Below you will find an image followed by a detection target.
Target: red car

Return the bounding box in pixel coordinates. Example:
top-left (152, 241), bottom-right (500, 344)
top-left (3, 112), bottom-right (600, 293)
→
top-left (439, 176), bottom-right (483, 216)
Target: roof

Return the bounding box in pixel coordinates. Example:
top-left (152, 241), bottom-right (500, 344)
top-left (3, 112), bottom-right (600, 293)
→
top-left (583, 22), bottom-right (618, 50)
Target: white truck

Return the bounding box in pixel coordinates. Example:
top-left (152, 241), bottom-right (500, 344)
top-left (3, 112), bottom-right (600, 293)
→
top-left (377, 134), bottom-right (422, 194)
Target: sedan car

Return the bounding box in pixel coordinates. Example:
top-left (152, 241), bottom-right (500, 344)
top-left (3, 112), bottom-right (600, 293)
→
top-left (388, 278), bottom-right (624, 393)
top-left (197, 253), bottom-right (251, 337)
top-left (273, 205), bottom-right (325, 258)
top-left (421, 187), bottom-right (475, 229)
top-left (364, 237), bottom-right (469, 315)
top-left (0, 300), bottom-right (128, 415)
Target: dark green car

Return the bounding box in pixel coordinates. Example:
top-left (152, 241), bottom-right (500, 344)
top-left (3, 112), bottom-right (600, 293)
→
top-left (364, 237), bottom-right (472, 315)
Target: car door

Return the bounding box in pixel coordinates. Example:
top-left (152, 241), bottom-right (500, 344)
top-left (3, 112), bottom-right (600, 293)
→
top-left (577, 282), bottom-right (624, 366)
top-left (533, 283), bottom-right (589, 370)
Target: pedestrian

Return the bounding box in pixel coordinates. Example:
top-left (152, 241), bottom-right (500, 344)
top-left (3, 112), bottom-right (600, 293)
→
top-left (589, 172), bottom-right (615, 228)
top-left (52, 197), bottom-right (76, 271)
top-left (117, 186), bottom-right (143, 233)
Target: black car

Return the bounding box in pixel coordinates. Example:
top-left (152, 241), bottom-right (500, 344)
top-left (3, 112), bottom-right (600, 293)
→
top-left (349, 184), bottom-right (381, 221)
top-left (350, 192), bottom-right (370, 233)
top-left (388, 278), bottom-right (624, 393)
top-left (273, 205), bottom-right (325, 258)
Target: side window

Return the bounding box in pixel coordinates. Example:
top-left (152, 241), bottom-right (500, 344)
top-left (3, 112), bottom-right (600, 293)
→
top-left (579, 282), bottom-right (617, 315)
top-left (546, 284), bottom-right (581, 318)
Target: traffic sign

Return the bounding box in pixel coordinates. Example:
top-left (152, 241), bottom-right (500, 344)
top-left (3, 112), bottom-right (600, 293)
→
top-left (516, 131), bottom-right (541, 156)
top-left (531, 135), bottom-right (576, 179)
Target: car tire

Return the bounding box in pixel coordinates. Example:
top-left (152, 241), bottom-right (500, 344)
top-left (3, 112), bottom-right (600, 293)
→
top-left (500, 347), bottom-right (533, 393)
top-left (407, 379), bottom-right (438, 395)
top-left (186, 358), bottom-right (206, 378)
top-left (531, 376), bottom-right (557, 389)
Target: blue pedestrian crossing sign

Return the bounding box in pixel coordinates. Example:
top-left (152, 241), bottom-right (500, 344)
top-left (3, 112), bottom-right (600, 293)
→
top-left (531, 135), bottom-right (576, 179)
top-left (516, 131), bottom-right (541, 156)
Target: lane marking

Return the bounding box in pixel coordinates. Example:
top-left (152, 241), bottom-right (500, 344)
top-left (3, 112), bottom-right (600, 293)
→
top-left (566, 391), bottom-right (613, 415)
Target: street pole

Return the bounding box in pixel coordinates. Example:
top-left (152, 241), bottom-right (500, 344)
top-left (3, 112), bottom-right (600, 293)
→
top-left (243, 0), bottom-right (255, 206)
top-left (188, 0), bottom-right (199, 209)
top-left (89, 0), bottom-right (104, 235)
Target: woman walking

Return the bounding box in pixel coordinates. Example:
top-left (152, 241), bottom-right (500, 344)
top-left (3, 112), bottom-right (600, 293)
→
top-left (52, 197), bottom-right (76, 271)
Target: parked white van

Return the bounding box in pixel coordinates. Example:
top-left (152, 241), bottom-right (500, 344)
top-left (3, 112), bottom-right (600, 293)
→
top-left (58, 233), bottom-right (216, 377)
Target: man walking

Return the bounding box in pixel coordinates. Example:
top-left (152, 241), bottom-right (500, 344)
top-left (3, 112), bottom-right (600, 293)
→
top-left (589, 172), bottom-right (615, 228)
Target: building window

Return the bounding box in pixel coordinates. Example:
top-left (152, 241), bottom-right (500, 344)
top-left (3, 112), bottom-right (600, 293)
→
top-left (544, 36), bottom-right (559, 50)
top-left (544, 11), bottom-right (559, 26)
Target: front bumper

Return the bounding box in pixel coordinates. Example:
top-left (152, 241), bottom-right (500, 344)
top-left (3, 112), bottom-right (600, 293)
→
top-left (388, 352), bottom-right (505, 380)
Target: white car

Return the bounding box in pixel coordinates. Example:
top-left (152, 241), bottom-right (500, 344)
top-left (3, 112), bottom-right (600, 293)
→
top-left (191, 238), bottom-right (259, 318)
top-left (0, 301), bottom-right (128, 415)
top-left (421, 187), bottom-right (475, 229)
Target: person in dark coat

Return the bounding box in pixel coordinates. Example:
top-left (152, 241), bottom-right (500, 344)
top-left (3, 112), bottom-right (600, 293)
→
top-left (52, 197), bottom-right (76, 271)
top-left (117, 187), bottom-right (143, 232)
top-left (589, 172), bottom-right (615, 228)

☆ ☆ ☆ ☆ ☆

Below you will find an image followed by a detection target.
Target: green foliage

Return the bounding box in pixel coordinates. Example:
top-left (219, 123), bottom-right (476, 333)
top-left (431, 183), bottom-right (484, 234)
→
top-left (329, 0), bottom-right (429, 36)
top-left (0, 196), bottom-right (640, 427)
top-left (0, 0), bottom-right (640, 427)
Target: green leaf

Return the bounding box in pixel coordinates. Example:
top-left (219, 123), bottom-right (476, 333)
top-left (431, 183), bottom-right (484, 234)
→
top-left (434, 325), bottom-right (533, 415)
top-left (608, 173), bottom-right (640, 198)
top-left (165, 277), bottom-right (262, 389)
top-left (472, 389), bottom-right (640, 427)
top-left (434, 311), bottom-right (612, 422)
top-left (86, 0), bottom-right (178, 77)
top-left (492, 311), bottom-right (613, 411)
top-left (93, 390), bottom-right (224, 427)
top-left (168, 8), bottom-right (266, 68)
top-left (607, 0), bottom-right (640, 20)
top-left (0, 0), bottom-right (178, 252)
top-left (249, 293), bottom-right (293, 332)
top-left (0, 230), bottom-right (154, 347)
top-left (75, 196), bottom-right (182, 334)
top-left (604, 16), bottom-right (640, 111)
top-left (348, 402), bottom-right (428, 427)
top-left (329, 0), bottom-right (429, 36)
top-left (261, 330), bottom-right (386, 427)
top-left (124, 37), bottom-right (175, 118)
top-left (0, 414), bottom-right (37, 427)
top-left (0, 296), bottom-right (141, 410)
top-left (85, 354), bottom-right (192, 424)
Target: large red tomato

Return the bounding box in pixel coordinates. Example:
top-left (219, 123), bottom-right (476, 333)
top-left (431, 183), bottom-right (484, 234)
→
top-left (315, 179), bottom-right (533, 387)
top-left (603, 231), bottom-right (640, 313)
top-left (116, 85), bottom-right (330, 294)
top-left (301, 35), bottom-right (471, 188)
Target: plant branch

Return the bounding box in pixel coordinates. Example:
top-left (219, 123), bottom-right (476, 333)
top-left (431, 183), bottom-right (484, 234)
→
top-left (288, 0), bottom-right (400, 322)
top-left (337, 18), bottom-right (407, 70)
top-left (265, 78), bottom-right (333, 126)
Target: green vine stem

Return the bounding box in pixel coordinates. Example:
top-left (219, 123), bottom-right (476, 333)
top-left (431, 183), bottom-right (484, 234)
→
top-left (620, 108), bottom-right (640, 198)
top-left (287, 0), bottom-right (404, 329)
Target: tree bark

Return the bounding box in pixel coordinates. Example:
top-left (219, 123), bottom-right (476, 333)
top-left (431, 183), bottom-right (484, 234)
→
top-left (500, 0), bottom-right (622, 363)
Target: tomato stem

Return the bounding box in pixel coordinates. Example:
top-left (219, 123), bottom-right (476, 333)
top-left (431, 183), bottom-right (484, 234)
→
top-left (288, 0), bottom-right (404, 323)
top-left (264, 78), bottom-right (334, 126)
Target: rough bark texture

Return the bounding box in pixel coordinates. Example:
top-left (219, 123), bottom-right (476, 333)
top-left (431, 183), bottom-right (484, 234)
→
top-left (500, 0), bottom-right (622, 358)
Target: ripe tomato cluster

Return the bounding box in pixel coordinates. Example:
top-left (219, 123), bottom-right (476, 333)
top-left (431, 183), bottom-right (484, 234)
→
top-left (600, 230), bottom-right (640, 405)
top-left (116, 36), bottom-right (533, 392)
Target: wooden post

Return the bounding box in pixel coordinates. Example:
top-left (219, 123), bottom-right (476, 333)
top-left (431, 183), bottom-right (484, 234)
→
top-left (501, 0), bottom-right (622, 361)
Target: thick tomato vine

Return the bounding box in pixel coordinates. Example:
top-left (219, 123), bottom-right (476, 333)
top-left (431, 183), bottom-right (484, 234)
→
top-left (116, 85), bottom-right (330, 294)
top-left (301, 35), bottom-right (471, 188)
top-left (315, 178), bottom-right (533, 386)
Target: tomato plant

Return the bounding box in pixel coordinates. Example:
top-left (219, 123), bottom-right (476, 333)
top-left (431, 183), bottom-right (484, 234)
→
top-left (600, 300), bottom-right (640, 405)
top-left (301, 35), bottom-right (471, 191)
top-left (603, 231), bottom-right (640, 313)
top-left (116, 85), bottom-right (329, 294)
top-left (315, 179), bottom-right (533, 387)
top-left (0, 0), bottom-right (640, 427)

☆ ☆ ☆ ☆ ☆

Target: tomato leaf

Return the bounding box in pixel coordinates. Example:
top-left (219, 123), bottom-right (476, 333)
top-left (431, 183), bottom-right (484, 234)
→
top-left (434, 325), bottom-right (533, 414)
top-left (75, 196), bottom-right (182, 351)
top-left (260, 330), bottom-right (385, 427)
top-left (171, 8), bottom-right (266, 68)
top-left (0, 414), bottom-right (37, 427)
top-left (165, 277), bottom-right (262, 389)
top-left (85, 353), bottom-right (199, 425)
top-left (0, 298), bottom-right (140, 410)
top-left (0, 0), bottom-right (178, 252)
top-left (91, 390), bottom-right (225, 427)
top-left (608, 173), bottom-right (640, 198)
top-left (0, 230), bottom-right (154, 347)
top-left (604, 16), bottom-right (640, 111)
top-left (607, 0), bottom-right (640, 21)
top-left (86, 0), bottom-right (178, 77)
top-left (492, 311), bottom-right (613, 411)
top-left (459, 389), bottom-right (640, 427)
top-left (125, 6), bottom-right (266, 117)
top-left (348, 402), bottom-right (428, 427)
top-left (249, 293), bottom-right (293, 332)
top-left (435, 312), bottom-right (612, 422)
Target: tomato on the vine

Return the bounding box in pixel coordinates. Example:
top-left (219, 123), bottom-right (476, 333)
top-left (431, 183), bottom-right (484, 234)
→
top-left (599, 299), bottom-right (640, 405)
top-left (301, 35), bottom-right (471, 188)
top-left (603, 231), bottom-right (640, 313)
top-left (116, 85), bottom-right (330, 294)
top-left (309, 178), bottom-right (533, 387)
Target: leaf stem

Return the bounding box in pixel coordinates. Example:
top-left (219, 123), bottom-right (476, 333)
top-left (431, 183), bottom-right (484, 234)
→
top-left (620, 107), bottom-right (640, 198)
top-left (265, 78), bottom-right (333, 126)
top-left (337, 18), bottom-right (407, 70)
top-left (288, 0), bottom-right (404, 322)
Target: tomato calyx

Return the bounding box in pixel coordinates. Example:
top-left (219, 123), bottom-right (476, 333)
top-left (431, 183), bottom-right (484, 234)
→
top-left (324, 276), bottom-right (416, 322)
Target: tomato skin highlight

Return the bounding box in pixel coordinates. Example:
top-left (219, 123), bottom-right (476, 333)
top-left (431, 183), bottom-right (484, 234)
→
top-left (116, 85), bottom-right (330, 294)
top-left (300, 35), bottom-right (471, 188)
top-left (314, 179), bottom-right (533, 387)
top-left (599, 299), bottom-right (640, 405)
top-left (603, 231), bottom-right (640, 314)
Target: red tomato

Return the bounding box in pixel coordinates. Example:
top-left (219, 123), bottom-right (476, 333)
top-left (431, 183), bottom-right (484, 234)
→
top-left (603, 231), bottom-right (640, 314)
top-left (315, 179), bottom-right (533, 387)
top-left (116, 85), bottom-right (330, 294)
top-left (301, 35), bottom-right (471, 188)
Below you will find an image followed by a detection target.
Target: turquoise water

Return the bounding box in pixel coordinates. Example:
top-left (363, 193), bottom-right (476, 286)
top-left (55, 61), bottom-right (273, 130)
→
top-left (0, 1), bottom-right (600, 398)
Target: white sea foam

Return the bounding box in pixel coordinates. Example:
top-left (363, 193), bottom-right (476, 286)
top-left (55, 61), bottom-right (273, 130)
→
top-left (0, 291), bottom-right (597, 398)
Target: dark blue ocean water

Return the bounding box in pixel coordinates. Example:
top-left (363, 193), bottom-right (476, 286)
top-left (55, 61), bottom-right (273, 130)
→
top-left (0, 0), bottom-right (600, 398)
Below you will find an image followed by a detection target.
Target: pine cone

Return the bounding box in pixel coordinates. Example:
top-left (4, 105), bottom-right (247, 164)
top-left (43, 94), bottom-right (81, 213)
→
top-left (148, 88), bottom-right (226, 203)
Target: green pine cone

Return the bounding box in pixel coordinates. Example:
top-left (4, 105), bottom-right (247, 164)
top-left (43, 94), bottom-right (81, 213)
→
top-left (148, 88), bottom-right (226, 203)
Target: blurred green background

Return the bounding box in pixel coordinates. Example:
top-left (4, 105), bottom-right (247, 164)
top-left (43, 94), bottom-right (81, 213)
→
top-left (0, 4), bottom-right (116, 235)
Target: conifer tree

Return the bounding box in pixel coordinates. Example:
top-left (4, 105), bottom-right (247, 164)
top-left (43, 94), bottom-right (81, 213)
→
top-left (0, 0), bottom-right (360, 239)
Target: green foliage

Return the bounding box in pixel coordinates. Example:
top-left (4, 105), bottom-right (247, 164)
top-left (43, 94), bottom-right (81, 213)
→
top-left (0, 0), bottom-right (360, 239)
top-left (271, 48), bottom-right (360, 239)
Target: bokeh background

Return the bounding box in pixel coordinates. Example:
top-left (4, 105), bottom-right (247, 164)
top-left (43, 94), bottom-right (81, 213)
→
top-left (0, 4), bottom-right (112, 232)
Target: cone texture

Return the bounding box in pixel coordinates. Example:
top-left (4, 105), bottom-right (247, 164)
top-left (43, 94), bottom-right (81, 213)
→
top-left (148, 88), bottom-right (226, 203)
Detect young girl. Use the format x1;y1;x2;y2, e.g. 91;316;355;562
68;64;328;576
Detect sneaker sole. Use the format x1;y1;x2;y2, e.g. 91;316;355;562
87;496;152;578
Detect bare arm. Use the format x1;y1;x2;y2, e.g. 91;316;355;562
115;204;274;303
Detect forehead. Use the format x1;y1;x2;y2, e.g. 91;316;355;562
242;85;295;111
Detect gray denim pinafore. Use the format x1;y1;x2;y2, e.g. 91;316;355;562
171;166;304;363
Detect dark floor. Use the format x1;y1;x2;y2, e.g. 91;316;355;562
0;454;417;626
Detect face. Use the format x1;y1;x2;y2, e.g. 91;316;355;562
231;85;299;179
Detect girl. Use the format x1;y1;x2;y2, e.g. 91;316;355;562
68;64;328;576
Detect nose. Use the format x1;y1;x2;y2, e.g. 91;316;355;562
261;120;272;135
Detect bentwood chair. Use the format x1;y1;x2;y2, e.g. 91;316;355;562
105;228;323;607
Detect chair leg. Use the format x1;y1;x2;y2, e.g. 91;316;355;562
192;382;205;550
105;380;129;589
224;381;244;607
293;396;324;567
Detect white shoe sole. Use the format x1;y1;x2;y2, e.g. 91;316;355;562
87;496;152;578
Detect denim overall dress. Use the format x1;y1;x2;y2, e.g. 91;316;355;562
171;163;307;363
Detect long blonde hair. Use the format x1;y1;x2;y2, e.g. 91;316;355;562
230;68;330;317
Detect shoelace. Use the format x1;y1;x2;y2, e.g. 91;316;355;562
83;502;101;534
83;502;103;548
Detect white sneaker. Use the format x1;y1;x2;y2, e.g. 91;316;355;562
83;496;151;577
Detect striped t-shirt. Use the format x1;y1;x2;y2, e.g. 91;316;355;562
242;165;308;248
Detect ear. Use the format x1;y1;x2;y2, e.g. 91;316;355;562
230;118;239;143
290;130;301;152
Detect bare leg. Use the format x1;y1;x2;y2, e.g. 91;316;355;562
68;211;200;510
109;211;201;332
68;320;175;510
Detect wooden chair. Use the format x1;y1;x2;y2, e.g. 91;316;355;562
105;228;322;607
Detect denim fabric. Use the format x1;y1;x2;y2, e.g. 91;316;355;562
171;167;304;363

☆ ☆ ☆ ☆ ☆

Copy out the lines of the records above word for word, from the line containing "Target: building window" through the line containing "top-left (544, 11), bottom-right (559, 26)", including both of those lines.

Target: building window

Return the bounding box in pixel coordinates. Example:
top-left (152, 241), bottom-right (500, 344)
top-left (3, 112), bottom-right (600, 293)
→
top-left (544, 36), bottom-right (559, 50)
top-left (544, 11), bottom-right (559, 26)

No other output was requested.